● **CONSIGNE ÉCRITE A**: Pouvez-vous extraire tel quel, dans l'entretien sur les flux financiers illicites, le passage allant de « Le Pays : Quelle » jusqu'à « illicite des élites. »?

● **EXTRAIT DU TEXTE**:
◆ ◆ ◆

TIDIANE KABORE, INSPECTEUR DES IMPOTS, A PROPOS DES FLUX FINANCIERS ILLICITES : « On a un certain nombre de comportements qui ne facilitent pas la maîtrise de ce phénomène »
Notre invité du jour est un inspecteur des impôts. Il est actuellement le Directeur des moyennes entreprises du Centre I. Expert en fiscalité internationale et membre du Comité national d’évaluation de Flux financiers illicites (FFI), Tidiane Kaboré, puisque c’est de lui qu’il s’agit, nous donne un aperçu de ce phénomène, son impact sur la mobilisation des recettes fiscales et le financement du terrorisme. Il donne aussi des pistes de solutions pour y faire face. L’entretien a eu lieu à son bureau, le 17 mars 2025, à Ouagadougou. Lisez plutôt !
Le Pays : Quelle compréhension devrons-nous avoir des flux financiers illicites dans le secteur de la fiscalité ?
Tidiane Kaboré : Au plan international, la part des impôts dans les FFI (Flux financiers illicites) tourne autour de 70%. Quand on parle des FFI, ce sont des mouvements illégaux de capitaux qui transitent entre plusieurs pays et en violation des textes internationaux et des lois nationales. Généralement, ces mouvements ont pour origine, des sources criminelles. L’argent n’a pas été acquis dans les conditions légales. Les auteurs utilisent donc des moyens déguisés pour pouvoir faire sortir ces fonds du pays. Ce sont la fraude fiscale, l’évasion fiscale, la corruption, les détournements de fonds publics et l’enrichissement illicite des élites.
Quel est l’état des lieux des FFI au niveau du fisc burkinabè ?
Au Burkina, on n’a pas d’évaluation ou des statistiques en matière de FFI qui soient produites par le ministère de l’Economie et des finances ou la Direction générale des impôts. Il faut d’abord savoir que c’est une activité (FFI, ndlr) qui est souterraine. Personne ne viendra vous dire qu’il est un criminel. Pour le moment, ce que je peux dire, c’est que l’INSD (Institut national des statistiques et de la démographie), pilote une étude sur l’évaluation des FFI au Burkina avec le soutien de l’Union africaine. Certainement que dans les mois à venir, on pourra avoir officiellement des données sur les FFI. Cependant, les travaux menés, notamment dans le secteur minier, montrent l’impact des exonérations fiscales excessives et des pertes budgétaires significatives. Ces constats illustrent que les FFI, en particulier via des mécanismes d’évasion fiscale et des pratiques de blanchiment d’argent, continuent de miner l’assiette fiscale nationale. Il apparaît donc indispensable d’intensifier les efforts de contrôle et de modernisation de l’administration fiscale pour réduire ces fuites et améliorer la mobilisation des ressources publiques. Cette double approche – en identifiant clairement les méthodes d’évaluation et en soulignant les enjeux actuels au Burkina Faso, souligne l’importance de poursuivre la lutte contre les FFI afin de renforcer la capacité de l’Etat à financer son développement.
Pourquoi les FFI sont-ils une menace contre l’atteinte des objectifs de mobilisation de recettes fiscales au profit du budget de l’Etat ?

◆ ◆ ◆

● **DONNÉES AFFICHÉES**:

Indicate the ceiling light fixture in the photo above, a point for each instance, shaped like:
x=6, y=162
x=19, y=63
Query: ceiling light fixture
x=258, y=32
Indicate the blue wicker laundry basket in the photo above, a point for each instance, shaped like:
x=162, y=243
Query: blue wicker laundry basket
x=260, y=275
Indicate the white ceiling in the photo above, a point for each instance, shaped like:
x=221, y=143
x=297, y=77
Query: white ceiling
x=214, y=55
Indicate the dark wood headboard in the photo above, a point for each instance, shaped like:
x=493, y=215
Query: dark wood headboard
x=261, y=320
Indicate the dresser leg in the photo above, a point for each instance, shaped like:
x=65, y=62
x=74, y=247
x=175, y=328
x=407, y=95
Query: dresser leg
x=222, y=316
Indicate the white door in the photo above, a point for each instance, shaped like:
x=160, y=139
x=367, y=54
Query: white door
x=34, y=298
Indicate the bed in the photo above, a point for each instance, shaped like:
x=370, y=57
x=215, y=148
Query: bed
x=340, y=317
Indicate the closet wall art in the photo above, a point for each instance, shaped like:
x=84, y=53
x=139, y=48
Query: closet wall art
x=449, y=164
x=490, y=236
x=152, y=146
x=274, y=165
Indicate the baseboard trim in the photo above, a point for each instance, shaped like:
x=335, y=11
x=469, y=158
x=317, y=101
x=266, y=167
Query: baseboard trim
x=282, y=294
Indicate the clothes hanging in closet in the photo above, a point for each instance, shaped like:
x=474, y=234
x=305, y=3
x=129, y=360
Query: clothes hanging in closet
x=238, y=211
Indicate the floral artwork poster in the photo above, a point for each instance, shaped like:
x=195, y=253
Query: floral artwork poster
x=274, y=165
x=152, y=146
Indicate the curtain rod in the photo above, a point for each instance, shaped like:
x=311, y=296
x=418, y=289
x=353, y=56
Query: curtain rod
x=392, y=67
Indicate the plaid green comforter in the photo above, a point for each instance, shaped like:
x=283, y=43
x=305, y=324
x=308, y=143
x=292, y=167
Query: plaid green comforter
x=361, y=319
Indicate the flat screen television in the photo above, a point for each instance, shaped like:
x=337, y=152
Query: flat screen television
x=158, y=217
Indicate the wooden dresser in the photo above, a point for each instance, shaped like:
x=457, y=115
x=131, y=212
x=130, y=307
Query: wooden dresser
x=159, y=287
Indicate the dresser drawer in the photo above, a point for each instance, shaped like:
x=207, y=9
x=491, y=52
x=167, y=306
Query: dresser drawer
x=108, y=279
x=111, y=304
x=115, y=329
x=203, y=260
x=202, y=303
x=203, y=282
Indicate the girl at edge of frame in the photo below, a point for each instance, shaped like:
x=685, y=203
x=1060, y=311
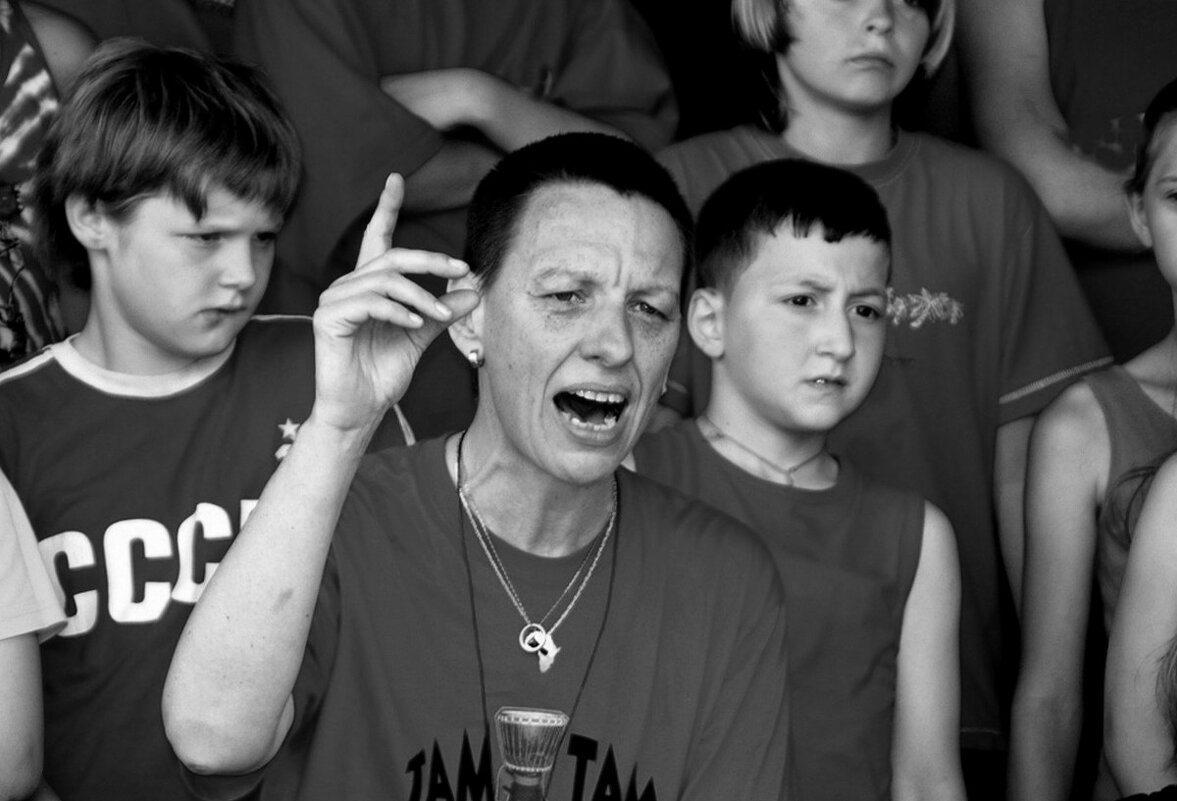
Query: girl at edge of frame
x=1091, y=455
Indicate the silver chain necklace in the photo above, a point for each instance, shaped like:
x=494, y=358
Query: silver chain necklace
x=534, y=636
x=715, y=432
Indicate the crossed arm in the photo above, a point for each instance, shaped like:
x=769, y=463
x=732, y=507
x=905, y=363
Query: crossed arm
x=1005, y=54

◆ ◆ ◆

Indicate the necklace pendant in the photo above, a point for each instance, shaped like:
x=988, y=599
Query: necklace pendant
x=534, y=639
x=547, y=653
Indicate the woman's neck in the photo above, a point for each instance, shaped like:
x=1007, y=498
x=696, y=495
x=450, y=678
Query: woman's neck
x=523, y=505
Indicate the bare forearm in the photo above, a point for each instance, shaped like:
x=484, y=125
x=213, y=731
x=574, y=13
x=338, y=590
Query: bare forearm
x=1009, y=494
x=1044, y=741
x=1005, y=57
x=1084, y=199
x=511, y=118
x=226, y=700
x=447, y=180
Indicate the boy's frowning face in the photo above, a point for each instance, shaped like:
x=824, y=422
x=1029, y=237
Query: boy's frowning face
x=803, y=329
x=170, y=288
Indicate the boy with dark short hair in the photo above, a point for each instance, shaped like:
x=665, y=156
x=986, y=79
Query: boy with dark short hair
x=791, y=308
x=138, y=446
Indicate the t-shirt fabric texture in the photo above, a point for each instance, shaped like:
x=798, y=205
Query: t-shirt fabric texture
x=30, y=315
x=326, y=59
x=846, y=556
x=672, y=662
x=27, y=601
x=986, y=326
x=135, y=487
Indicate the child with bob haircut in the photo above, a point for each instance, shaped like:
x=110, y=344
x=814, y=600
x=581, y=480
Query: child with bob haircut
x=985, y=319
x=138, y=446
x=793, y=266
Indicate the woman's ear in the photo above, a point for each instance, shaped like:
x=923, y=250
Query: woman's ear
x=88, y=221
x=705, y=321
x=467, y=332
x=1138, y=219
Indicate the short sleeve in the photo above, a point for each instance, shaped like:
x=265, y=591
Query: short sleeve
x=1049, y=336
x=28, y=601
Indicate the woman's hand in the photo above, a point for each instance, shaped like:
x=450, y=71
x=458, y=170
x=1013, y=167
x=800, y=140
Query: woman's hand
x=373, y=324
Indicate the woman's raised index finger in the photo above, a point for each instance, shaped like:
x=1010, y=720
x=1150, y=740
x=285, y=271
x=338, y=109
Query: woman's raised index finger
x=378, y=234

◆ ◆ ◆

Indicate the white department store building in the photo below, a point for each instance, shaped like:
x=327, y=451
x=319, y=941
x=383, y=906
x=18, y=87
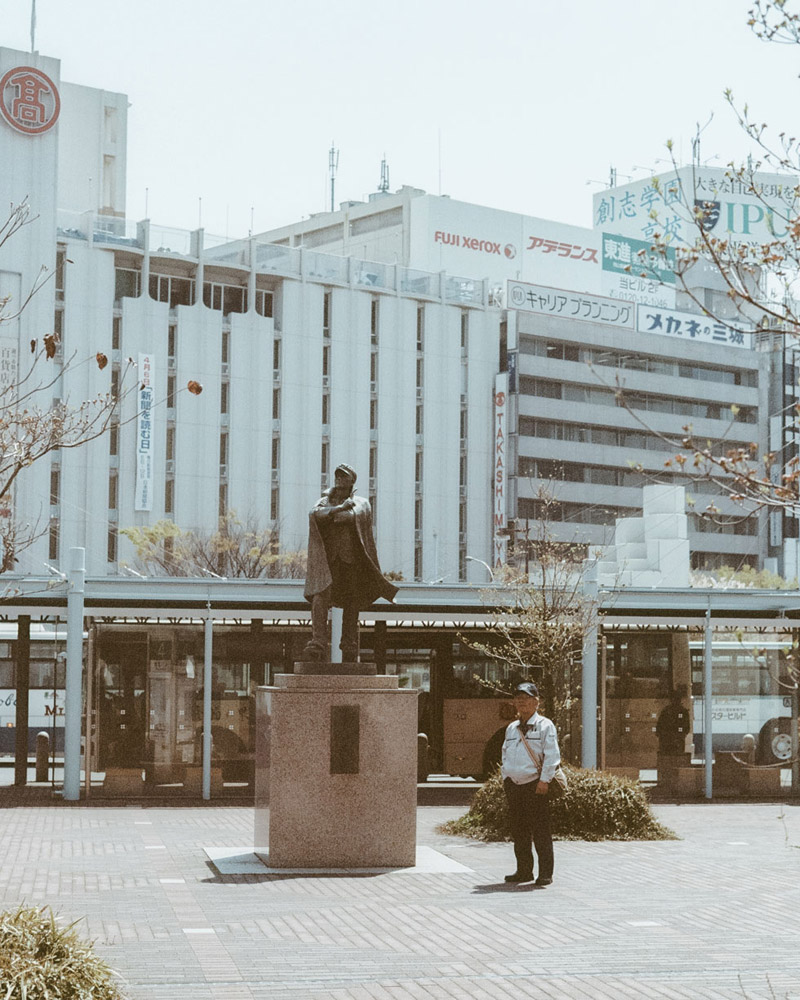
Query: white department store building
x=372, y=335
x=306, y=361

◆ ◆ ◆

● **CONSIGNE ÉCRITE B**: Pouvez-vous recopier à l'identique, dans les enregistrements, le passage allant de la ligne qui contient « Indicate the clothes » jusqu'à celle qui contient « x=203, y=282 », ces deux lignes comprises, sans rien d'autre?

● **RÉPONSE RÉDIGÉE A**:
Le Pays : Quelle compréhension devrons-nous avoir des flux financiers illicites dans le secteur de la fiscalité ?
Tidiane Kaboré : Au plan international, la part des impôts dans les FFI (Flux financiers illicites) tourne autour de 70%. Quand on parle des FFI, ce sont des mouvements illégaux de capitaux qui transitent entre plusieurs pays et en violation des textes internationaux et des lois nationales. Généralement, ces mouvements ont pour origine, des sources criminelles. L’argent n’a pas été acquis dans les conditions légales. Les auteurs utilisent donc des moyens déguisés pour pouvoir faire sortir ces fonds du pays. Ce sont la fraude fiscale, l’évasion fiscale, la corruption, les détournements de fonds publics et l’enrichissement illicite des élites.

● **RÉPONSE RÉDIGÉE B**:
Indicate the clothes hanging in closet in the photo above, a point for each instance, shaped like:
x=474, y=234
x=305, y=3
x=129, y=360
Query: clothes hanging in closet
x=238, y=211
Indicate the floral artwork poster in the photo above, a point for each instance, shaped like:
x=195, y=253
Query: floral artwork poster
x=274, y=165
x=152, y=146
Indicate the curtain rod in the photo above, a point for each instance, shaped like:
x=311, y=296
x=418, y=289
x=353, y=56
Query: curtain rod
x=392, y=67
Indicate the plaid green comforter in the photo above, a point for each instance, shaped like:
x=283, y=43
x=305, y=324
x=308, y=143
x=292, y=167
Query: plaid green comforter
x=361, y=319
Indicate the flat screen television in the photo above, a point for each instance, shaped like:
x=337, y=152
Query: flat screen television
x=158, y=217
Indicate the wooden dresser in the photo above, a point for each instance, shaped like:
x=457, y=115
x=131, y=212
x=130, y=307
Query: wooden dresser
x=159, y=287
Indicate the dresser drawer in the photo above, a point for each instance, shaped like:
x=207, y=9
x=491, y=52
x=167, y=306
Query: dresser drawer
x=108, y=279
x=111, y=304
x=115, y=329
x=203, y=260
x=202, y=303
x=203, y=282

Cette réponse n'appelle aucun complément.